* **To be done**: Turn the lines in the records below, beginning with the line containing "Target: blue sky" and continuing through the line containing "[(389, 267)]", into a numbered list of only those lines, with blank lines omitted.

Start of Listing

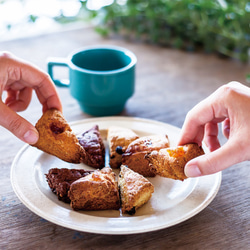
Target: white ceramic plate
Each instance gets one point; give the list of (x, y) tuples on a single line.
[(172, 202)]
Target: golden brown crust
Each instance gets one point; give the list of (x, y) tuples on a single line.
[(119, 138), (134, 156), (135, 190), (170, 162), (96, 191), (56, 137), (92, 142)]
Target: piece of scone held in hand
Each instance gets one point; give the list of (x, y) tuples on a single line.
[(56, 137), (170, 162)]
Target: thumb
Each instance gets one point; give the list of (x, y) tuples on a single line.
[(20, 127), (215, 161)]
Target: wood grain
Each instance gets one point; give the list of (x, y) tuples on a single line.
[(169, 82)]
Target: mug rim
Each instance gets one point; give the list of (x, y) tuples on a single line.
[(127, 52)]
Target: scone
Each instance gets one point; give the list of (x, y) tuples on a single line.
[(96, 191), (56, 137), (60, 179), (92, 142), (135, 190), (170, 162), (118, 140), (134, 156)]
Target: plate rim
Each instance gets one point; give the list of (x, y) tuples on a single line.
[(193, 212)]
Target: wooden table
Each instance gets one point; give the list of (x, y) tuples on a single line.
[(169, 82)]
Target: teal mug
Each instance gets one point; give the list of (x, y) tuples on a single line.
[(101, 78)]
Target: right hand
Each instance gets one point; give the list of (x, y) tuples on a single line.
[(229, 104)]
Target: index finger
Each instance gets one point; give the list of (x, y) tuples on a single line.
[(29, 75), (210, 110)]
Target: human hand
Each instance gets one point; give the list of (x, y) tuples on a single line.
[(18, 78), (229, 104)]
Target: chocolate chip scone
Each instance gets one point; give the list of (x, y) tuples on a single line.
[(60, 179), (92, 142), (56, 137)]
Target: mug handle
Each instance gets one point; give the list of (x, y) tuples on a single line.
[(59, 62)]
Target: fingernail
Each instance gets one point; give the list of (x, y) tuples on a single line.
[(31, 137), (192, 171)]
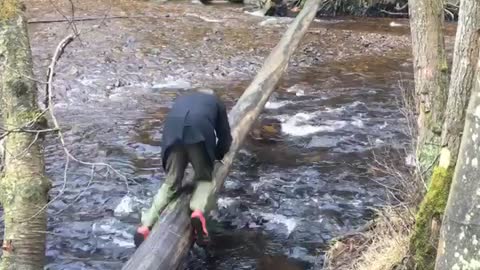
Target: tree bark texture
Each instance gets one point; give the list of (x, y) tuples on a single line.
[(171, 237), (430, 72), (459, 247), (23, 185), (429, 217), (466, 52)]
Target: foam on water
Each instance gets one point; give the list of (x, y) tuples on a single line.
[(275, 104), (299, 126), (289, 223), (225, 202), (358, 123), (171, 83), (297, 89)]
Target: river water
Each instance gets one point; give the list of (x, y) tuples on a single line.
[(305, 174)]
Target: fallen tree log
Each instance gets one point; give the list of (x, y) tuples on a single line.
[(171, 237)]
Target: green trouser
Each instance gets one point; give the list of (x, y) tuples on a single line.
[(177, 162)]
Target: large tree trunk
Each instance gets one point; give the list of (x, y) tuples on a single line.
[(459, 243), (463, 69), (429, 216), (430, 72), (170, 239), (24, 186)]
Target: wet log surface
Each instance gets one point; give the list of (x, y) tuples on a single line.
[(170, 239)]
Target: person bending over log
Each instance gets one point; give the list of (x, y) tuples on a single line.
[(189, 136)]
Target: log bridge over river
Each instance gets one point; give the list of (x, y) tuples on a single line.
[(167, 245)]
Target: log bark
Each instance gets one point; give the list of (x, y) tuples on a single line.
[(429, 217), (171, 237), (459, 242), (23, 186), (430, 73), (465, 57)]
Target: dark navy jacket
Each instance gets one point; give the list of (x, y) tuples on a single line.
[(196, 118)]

End of Listing
Start of Listing

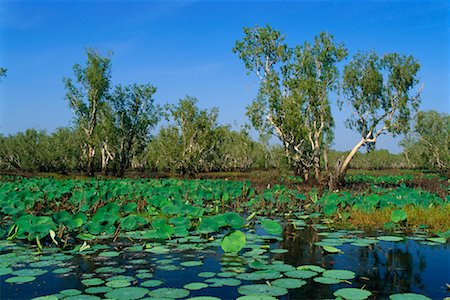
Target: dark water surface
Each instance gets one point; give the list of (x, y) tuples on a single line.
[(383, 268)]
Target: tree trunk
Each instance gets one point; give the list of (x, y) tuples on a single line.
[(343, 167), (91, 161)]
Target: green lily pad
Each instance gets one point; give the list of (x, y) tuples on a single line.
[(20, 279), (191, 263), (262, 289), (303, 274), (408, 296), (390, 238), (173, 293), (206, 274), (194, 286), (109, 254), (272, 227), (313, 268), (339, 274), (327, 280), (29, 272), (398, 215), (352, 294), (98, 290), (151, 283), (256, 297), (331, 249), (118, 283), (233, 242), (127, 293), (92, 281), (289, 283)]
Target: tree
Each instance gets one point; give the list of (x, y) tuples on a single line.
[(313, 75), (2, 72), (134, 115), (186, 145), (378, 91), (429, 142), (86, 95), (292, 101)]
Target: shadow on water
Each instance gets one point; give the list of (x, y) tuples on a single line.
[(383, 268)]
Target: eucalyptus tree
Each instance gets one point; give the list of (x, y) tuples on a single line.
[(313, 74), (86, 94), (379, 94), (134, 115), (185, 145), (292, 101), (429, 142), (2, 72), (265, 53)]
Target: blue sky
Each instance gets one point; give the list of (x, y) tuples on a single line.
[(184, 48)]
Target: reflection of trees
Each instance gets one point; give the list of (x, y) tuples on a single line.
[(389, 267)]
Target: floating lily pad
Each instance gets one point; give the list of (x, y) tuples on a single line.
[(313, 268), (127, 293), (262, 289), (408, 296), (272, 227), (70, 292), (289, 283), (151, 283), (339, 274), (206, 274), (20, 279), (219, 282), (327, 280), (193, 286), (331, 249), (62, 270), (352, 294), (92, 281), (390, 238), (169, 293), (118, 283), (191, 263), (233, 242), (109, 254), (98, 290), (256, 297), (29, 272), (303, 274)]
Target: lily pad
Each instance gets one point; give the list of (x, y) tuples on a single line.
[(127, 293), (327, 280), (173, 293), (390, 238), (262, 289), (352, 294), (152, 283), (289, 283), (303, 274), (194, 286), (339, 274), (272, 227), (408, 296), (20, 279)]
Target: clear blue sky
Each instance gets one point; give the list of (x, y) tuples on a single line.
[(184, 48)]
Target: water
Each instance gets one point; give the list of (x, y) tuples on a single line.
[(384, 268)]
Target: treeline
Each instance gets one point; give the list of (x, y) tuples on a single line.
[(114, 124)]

End of Listing

* **Solution below**:
1. Target: blue sky
2. Each instance gets one point; give the list of (x, y) tuples on a single line.
3. [(184, 48)]
4. Target: reflection of trees
5. Each instance gets one point; give the list of (x, y) tuples on a single line.
6. [(389, 267)]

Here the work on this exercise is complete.